● **Task to carry out**
Retype the whole financial statement notes on marketable securities and inventories word for word.

● **Page**
•••••
NOTES TO CONSOLIDATED FINANCIAL STATEMENTS — (Continued)
 
Marketable Securities
 
Marketable securities are classified as available-for-sale and are carried at fair value, with the unrealized holding gains and losses, net of income taxes, reflected as a separate component of stockholders’ equity until realized. For the purposes of computing realized and unrealized gains and losses, cost is determined on a specific identification basis. We consider all available-for-sale securities, including those with maturity dates beyond 12 months, as available to support current operational liquidity needs and therefore classify these securities within current assets on the consolidated balance sheets.
 
Inventories
 
We use the weighted average cost method to determine the cost of merchandise inventories. We identify potentially excess and slow-moving inventories by evaluating inventory agings, turn rates and inventory levels in conjunction with our overall growth rate. Further, exposure to inadequate realization of carrying value is identified through analysis of gross margins and markdowns in combination with changes in current business trends. We provide lower of cost or market adjustments for such identified excess and slow-moving inventories. We estimate our expected shrinkage of inventories between physical inventory counts by applying historical chain-wide average shrinkage experience rates, which are updated on a regular basis. Substantially all of our inventory consists of finished goods.
 
Purchasing, merchandising, distribution and product development costs are expensed as incurred, and are included in the accompanying consolidated statements of operations as a component of cost of goods sold.
•••••
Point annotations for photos
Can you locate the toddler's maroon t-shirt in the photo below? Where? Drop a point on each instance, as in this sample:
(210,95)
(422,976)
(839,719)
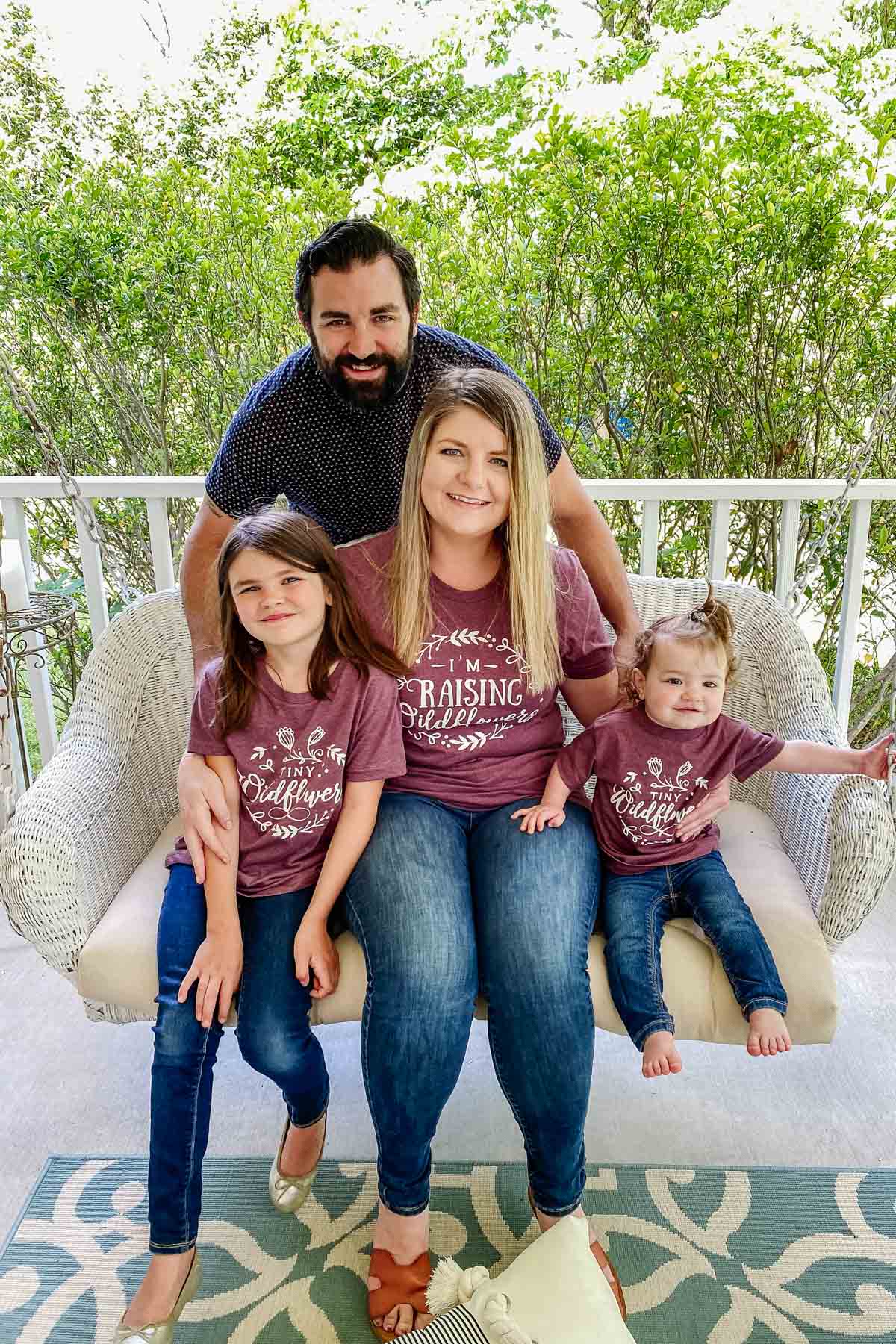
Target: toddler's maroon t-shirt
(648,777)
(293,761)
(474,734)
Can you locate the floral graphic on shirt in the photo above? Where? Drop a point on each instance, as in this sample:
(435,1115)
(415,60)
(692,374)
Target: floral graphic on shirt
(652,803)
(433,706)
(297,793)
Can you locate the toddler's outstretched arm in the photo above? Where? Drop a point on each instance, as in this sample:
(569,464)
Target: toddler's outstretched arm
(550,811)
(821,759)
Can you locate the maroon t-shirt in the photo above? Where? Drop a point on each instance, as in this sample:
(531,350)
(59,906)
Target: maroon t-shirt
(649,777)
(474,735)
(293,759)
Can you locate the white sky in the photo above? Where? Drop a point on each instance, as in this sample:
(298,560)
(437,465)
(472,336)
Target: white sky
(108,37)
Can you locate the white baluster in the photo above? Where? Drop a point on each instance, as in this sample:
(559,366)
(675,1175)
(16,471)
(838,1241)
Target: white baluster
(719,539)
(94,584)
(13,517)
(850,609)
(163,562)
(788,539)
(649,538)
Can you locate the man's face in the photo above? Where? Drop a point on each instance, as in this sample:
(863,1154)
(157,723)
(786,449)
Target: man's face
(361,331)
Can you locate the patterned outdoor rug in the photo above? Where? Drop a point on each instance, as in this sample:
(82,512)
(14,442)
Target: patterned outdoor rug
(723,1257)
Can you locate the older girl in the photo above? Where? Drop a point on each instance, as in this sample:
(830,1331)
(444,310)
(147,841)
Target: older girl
•••••
● **Task response**
NOTES TO CONSOLIDATED FINANCIAL STATEMENTS — (Continued)
 
Marketable Securities
 
Marketable securities are classified as available-for-sale and are carried at fair value, with the unrealized holding gains and losses, net of income taxes, reflected as a separate component of stockholders’ equity until realized. For the purposes of computing realized and unrealized gains and losses, cost is determined on a specific identification basis. We consider all available-for-sale securities, including those with maturity dates beyond 12 months, as available to support current operational liquidity needs and therefore classify these securities within current assets on the consolidated balance sheets.
 
Inventories
 
We use the weighted average cost method to determine the cost of merchandise inventories. We identify potentially excess and slow-moving inventories by evaluating inventory agings, turn rates and inventory levels in conjunction with our overall growth rate. Further, exposure to inadequate realization of carrying value is identified through analysis of gross margins and markdowns in combination with changes in current business trends. We provide lower of cost or market adjustments for such identified excess and slow-moving inventories. We estimate our expected shrinkage of inventories between physical inventory counts by applying historical chain-wide average shrinkage experience rates, which are updated on a regular basis. Substantially all of our inventory consists of finished goods.
 
Purchasing, merchandising, distribution and product development costs are expensed as incurred, and are included in the accompanying consolidated statements of operations as a component of cost of goods sold.